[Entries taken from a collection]
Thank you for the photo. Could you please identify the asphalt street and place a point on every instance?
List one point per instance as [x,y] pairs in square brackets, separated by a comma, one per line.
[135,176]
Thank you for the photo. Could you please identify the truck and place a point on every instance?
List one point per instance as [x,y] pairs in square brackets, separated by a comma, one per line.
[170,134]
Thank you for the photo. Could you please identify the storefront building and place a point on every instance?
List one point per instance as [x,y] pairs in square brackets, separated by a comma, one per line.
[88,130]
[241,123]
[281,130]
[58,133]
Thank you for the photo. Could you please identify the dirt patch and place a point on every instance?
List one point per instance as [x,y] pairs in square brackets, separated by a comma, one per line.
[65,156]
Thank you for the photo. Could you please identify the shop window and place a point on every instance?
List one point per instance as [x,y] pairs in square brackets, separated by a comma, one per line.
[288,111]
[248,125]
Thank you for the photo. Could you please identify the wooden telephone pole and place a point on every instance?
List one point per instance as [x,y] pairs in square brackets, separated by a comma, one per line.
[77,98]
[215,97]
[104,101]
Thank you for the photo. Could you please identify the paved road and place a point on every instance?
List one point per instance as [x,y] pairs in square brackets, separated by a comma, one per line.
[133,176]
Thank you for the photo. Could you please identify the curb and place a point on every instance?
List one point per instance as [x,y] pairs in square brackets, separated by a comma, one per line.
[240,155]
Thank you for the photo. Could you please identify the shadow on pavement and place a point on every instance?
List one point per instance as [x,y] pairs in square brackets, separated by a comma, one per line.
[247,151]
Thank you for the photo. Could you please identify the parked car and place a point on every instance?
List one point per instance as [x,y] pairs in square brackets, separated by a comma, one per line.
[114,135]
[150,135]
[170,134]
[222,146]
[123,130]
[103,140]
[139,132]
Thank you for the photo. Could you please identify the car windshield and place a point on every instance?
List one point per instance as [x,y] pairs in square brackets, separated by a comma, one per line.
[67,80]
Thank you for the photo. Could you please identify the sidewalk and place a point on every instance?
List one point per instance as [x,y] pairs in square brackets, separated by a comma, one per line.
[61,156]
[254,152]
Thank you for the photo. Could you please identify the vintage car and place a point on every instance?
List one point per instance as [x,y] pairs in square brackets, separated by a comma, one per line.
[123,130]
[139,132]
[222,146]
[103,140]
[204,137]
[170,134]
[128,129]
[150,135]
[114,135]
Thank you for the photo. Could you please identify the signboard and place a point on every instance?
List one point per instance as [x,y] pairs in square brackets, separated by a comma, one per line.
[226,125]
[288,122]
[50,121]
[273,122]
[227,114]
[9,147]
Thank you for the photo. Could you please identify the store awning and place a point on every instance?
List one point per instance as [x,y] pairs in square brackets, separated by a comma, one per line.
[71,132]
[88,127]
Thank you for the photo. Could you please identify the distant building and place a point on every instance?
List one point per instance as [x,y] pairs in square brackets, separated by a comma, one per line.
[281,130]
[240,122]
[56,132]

▶ _TO DO_
Looking back at the data above, tally each line that includes the word "building", then answer with the total alone.

▶ _TASK SOLUTION_
2